[Start]

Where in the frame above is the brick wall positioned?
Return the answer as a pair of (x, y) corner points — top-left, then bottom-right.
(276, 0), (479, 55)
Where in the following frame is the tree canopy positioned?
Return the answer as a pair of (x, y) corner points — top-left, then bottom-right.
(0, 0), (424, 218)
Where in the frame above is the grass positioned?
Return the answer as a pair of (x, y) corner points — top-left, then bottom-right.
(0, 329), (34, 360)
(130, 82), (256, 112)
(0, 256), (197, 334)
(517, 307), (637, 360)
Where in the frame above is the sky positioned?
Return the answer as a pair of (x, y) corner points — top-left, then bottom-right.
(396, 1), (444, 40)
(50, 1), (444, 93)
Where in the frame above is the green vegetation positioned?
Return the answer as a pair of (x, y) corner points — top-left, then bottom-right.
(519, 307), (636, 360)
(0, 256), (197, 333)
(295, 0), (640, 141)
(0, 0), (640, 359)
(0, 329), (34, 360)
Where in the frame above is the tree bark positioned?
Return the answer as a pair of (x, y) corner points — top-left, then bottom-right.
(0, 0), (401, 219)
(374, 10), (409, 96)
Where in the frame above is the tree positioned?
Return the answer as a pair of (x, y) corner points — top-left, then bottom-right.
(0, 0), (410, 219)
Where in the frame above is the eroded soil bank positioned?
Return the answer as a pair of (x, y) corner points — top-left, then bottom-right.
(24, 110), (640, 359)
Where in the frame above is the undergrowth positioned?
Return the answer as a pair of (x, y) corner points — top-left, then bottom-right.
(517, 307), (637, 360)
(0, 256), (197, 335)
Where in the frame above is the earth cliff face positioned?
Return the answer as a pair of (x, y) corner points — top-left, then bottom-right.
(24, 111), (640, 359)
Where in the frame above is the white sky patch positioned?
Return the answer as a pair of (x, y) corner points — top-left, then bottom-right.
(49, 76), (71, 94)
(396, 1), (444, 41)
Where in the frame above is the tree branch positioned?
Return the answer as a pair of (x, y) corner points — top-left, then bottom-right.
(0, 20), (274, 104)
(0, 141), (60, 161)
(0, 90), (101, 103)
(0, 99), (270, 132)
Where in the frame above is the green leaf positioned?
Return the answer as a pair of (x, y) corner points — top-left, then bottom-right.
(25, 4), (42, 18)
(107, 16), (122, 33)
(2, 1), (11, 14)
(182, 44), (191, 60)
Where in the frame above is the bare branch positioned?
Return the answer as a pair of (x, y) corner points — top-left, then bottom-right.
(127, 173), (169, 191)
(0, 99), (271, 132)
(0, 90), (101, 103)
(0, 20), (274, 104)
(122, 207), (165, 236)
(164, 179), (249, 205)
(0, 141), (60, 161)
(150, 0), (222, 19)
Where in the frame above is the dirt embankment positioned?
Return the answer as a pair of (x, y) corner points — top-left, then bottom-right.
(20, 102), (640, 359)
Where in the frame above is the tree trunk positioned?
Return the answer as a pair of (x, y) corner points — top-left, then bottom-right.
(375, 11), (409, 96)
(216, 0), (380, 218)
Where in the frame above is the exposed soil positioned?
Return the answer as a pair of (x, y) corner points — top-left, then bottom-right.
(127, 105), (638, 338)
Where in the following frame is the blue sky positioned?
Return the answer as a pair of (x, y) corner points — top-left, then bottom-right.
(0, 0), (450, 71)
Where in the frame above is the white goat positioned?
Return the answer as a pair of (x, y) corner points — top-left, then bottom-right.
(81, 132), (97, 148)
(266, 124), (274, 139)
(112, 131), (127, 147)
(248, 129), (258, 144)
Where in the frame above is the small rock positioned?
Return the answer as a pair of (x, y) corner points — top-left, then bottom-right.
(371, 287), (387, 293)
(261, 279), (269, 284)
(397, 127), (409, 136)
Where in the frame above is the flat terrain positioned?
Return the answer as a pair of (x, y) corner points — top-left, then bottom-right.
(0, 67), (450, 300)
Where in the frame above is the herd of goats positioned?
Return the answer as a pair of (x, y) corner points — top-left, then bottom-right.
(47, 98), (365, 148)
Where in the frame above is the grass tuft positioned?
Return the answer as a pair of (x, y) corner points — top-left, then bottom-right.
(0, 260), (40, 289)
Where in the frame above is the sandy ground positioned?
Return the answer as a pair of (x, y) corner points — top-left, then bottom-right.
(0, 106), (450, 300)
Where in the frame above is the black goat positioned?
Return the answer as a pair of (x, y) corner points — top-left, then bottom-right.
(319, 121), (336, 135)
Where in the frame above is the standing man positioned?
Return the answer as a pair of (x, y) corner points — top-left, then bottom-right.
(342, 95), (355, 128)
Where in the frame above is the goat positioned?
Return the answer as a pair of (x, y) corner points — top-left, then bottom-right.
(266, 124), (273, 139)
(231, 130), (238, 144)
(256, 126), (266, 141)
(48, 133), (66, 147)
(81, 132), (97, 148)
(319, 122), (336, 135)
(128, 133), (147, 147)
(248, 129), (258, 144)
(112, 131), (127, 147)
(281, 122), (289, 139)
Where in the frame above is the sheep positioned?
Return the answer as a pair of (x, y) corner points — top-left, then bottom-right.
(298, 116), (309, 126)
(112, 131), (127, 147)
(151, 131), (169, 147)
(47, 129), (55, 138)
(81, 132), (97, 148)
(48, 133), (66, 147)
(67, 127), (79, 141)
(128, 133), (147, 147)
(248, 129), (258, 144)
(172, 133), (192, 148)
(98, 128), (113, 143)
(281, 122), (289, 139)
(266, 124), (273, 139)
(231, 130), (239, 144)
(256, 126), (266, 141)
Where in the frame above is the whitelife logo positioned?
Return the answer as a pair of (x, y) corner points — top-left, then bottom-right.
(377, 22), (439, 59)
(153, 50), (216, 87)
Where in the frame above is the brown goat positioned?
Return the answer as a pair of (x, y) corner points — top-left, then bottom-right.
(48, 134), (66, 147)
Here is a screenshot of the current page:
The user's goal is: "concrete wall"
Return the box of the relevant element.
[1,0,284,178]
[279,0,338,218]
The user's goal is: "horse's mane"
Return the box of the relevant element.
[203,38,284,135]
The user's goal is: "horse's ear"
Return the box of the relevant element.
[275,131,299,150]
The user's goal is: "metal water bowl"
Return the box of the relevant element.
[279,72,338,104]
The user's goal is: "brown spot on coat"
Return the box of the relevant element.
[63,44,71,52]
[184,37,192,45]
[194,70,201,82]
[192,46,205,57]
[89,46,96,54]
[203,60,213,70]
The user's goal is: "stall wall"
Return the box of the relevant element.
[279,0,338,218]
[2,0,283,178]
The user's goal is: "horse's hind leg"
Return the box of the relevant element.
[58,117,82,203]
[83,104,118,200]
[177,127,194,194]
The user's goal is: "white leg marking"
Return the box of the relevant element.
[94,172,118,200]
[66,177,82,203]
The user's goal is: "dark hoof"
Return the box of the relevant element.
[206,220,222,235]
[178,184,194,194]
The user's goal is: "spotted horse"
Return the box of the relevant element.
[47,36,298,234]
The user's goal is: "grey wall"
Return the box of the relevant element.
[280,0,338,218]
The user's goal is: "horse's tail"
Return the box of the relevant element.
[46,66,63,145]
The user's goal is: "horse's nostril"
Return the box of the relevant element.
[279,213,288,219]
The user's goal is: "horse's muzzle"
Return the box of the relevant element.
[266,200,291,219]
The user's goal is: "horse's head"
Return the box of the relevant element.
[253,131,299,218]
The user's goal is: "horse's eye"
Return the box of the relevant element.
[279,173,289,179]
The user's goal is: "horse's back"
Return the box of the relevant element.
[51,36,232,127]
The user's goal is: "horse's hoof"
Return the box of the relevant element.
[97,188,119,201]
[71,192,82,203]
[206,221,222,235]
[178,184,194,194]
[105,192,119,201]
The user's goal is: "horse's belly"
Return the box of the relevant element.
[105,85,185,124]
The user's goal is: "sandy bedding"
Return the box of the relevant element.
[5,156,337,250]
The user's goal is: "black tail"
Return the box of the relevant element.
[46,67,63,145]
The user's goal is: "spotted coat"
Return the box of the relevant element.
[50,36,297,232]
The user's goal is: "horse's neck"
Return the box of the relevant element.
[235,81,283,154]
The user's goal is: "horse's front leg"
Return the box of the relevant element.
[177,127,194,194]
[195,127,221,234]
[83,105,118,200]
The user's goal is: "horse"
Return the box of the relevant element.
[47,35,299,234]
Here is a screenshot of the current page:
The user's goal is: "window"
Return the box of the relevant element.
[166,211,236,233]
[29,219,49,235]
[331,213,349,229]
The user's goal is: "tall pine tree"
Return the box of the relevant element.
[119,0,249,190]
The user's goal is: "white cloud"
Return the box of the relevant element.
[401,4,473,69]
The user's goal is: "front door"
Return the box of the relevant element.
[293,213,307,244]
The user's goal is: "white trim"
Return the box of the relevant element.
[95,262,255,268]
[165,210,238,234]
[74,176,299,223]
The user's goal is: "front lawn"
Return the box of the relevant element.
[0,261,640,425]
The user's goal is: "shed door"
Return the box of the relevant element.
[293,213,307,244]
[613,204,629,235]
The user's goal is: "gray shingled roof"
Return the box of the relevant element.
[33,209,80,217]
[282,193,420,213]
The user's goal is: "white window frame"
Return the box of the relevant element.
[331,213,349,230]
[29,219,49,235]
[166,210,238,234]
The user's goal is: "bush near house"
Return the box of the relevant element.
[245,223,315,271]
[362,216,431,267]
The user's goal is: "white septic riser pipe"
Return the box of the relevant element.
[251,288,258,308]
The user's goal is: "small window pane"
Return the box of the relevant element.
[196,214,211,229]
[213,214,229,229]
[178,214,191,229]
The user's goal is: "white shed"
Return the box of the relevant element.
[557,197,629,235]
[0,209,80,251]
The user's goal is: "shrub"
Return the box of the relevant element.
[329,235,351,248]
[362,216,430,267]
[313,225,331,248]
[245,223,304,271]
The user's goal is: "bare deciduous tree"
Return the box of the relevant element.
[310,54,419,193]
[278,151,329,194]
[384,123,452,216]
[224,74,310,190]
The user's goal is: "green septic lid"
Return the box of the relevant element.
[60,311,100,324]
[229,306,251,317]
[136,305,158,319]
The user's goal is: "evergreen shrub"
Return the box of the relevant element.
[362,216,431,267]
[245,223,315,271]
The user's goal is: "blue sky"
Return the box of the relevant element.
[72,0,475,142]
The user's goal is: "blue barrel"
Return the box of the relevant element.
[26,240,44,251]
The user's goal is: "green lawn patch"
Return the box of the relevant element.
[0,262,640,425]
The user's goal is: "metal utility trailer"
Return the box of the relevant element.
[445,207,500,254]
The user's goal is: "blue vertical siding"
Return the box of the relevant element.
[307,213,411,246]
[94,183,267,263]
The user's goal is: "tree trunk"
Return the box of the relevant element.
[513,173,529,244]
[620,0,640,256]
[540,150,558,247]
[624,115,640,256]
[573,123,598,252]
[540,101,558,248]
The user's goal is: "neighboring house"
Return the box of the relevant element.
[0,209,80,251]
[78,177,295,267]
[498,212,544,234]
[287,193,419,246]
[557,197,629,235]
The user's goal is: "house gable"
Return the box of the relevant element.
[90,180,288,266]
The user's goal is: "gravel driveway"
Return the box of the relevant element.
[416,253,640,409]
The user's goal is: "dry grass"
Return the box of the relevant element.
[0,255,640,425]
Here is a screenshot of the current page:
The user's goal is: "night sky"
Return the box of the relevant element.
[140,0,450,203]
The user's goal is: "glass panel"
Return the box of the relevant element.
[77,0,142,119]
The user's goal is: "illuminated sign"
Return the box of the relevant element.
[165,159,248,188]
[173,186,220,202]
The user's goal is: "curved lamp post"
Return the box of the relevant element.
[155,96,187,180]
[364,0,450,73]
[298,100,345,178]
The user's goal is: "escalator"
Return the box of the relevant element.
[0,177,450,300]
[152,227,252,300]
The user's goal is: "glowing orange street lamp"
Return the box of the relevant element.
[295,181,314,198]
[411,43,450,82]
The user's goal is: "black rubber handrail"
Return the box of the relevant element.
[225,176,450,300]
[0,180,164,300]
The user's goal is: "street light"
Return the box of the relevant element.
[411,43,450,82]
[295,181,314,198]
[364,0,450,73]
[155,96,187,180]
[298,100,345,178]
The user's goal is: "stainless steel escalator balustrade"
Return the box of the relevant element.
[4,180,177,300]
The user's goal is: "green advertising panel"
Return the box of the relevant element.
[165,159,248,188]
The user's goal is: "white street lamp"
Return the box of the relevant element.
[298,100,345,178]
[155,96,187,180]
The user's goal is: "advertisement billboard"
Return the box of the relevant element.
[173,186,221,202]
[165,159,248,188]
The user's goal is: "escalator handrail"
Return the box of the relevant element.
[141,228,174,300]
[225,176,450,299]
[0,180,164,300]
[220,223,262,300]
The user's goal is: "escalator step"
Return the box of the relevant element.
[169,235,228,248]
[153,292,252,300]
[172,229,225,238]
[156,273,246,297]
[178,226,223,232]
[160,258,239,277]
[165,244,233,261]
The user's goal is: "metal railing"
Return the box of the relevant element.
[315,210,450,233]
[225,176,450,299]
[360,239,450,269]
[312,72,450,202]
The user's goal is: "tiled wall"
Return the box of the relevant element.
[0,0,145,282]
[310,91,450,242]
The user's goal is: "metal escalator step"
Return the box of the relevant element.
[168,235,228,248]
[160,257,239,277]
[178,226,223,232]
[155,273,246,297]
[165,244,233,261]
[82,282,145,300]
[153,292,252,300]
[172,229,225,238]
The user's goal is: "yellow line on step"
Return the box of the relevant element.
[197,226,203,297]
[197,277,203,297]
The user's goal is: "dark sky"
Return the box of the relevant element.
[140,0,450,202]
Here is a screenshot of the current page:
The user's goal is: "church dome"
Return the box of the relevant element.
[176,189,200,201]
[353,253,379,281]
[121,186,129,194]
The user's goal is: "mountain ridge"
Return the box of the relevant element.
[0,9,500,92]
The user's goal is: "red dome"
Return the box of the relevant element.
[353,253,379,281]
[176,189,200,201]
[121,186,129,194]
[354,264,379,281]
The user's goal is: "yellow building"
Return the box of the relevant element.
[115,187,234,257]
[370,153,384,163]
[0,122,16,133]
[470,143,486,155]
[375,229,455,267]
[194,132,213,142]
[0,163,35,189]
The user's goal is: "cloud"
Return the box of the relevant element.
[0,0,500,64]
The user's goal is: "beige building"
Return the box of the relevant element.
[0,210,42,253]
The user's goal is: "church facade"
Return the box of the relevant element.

[End]

**Set task**
Rewrite the material from the line with "Where in the frame above is the whitelife" to the line with "(153, 50), (216, 87)", putting "emblem" in place of "logo" and leaving the rest unchanged.

**Response below**
Where in the frame above is the whitelife emblem positioned?
Return the answer as a pair of (x, y) corner points — top-left, then bottom-right.
(377, 22), (439, 59)
(153, 50), (216, 87)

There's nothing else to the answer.